Copy nothing but the lines below running from the line containing "Objective — drop one pin on each instance of the gray" through the line containing "Objective — drop one pin on each instance of the dirt", both end lines included.

[[ LISTED RECORDS, beginning ]]

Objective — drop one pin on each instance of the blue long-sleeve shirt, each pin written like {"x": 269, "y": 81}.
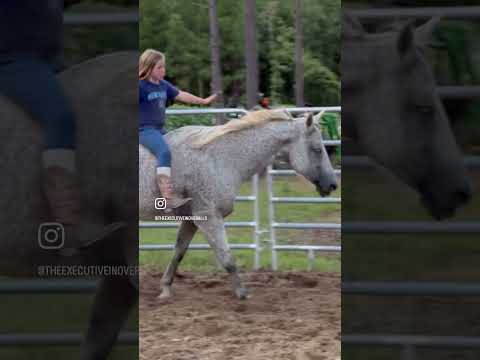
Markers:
{"x": 153, "y": 100}
{"x": 31, "y": 28}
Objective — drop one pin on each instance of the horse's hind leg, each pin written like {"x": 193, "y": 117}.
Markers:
{"x": 114, "y": 299}
{"x": 214, "y": 229}
{"x": 184, "y": 236}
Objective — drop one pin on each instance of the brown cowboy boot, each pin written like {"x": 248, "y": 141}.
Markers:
{"x": 63, "y": 193}
{"x": 166, "y": 189}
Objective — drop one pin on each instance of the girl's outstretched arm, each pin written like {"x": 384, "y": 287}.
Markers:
{"x": 188, "y": 98}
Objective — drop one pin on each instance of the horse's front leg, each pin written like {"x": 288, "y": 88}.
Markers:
{"x": 214, "y": 229}
{"x": 184, "y": 236}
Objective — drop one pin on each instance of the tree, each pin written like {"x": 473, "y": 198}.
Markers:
{"x": 299, "y": 68}
{"x": 216, "y": 84}
{"x": 251, "y": 53}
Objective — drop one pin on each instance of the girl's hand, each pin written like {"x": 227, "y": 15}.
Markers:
{"x": 210, "y": 99}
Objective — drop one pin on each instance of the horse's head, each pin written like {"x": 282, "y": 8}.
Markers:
{"x": 390, "y": 107}
{"x": 308, "y": 156}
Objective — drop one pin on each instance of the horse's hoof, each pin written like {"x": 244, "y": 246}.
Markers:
{"x": 165, "y": 294}
{"x": 241, "y": 293}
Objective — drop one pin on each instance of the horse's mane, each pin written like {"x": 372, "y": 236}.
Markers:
{"x": 254, "y": 119}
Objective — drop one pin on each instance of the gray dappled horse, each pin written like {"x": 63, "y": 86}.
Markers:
{"x": 209, "y": 165}
{"x": 103, "y": 92}
{"x": 391, "y": 108}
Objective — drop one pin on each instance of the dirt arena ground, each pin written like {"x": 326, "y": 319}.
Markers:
{"x": 289, "y": 316}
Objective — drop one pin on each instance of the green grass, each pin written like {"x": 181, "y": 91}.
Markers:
{"x": 204, "y": 261}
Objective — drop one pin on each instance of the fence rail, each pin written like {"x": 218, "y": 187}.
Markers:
{"x": 101, "y": 18}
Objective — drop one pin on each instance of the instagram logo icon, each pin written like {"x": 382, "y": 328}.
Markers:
{"x": 160, "y": 203}
{"x": 51, "y": 236}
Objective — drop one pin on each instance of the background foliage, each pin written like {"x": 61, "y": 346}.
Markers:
{"x": 180, "y": 29}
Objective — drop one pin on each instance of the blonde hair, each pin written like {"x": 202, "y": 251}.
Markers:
{"x": 148, "y": 60}
{"x": 251, "y": 120}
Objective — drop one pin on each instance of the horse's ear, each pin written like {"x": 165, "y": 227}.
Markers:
{"x": 351, "y": 27}
{"x": 406, "y": 40}
{"x": 424, "y": 33}
{"x": 309, "y": 121}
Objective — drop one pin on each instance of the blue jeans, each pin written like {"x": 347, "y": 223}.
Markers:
{"x": 153, "y": 140}
{"x": 32, "y": 85}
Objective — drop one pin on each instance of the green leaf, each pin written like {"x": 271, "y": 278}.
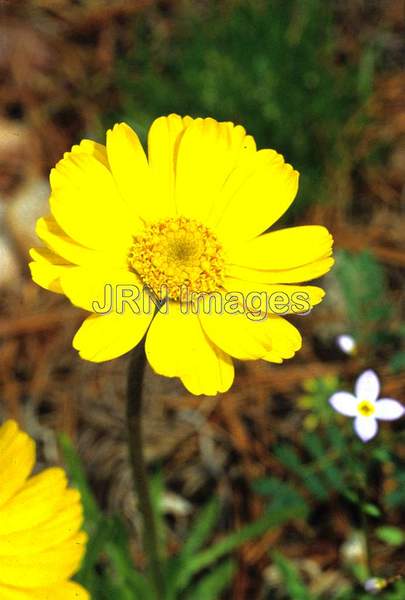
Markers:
{"x": 390, "y": 535}
{"x": 213, "y": 584}
{"x": 201, "y": 529}
{"x": 205, "y": 558}
{"x": 371, "y": 509}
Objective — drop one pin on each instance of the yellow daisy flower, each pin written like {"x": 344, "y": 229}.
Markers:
{"x": 189, "y": 219}
{"x": 40, "y": 543}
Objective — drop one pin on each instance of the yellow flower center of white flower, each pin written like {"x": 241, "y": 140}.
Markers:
{"x": 176, "y": 257}
{"x": 366, "y": 408}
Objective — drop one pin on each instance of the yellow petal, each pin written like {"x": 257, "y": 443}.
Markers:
{"x": 296, "y": 275}
{"x": 133, "y": 176}
{"x": 283, "y": 249}
{"x": 176, "y": 346}
{"x": 208, "y": 152}
{"x": 248, "y": 337}
{"x": 61, "y": 526}
{"x": 49, "y": 567}
{"x": 62, "y": 591}
{"x": 102, "y": 338}
{"x": 35, "y": 503}
{"x": 104, "y": 290}
{"x": 277, "y": 298}
{"x": 46, "y": 269}
{"x": 17, "y": 457}
{"x": 57, "y": 240}
{"x": 163, "y": 140}
{"x": 86, "y": 204}
{"x": 255, "y": 195}
{"x": 93, "y": 148}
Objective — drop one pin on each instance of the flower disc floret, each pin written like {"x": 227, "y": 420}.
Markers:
{"x": 178, "y": 256}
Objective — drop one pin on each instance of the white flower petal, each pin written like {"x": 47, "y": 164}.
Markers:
{"x": 367, "y": 386}
{"x": 388, "y": 409}
{"x": 365, "y": 427}
{"x": 346, "y": 343}
{"x": 344, "y": 403}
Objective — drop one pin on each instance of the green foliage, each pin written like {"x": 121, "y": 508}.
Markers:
{"x": 293, "y": 582}
{"x": 198, "y": 571}
{"x": 364, "y": 289}
{"x": 269, "y": 65}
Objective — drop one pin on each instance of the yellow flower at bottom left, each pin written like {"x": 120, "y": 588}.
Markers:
{"x": 41, "y": 545}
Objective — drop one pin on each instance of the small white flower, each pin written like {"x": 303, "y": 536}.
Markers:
{"x": 346, "y": 343}
{"x": 365, "y": 406}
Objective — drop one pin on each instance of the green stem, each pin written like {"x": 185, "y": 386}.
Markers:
{"x": 136, "y": 374}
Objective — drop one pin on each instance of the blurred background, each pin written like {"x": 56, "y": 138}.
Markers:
{"x": 324, "y": 84}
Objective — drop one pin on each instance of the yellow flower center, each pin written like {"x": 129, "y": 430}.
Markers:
{"x": 366, "y": 408}
{"x": 176, "y": 257}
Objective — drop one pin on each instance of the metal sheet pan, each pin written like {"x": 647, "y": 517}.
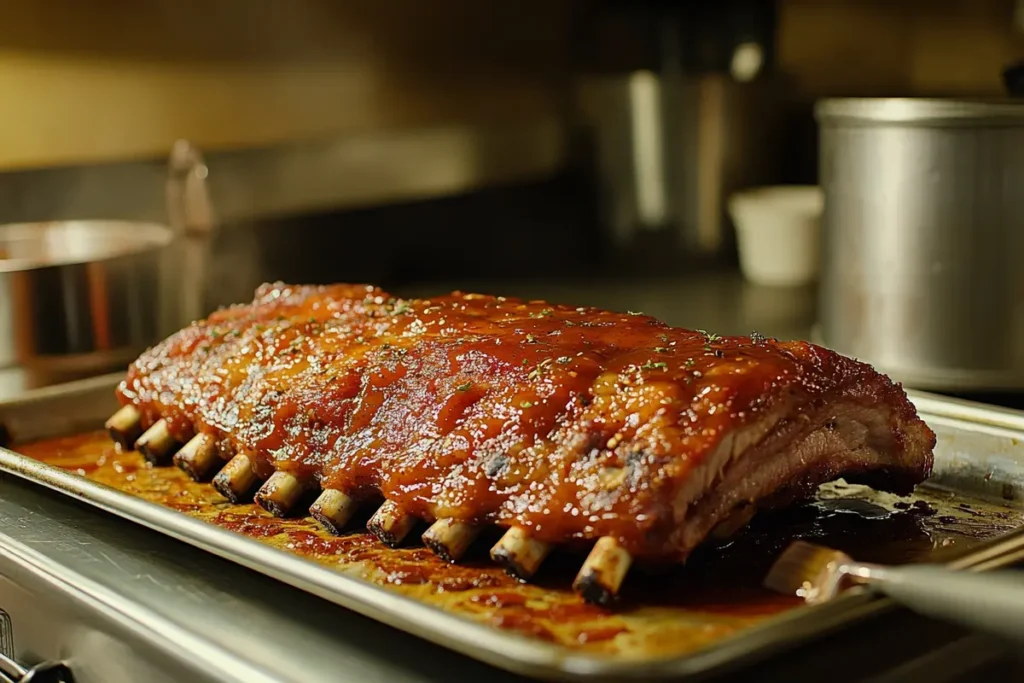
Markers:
{"x": 980, "y": 454}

[[ LISTED RECORDS, end ]]

RESULT FOR THIS EXERCISE:
Objective — drop one pin on each instance of the gray dappled horse, each pin written like {"x": 63, "y": 86}.
Markers:
{"x": 209, "y": 165}
{"x": 103, "y": 92}
{"x": 391, "y": 108}
Objective — drop one pin on each instance of the dirt arena ground, each pin written like {"x": 326, "y": 319}.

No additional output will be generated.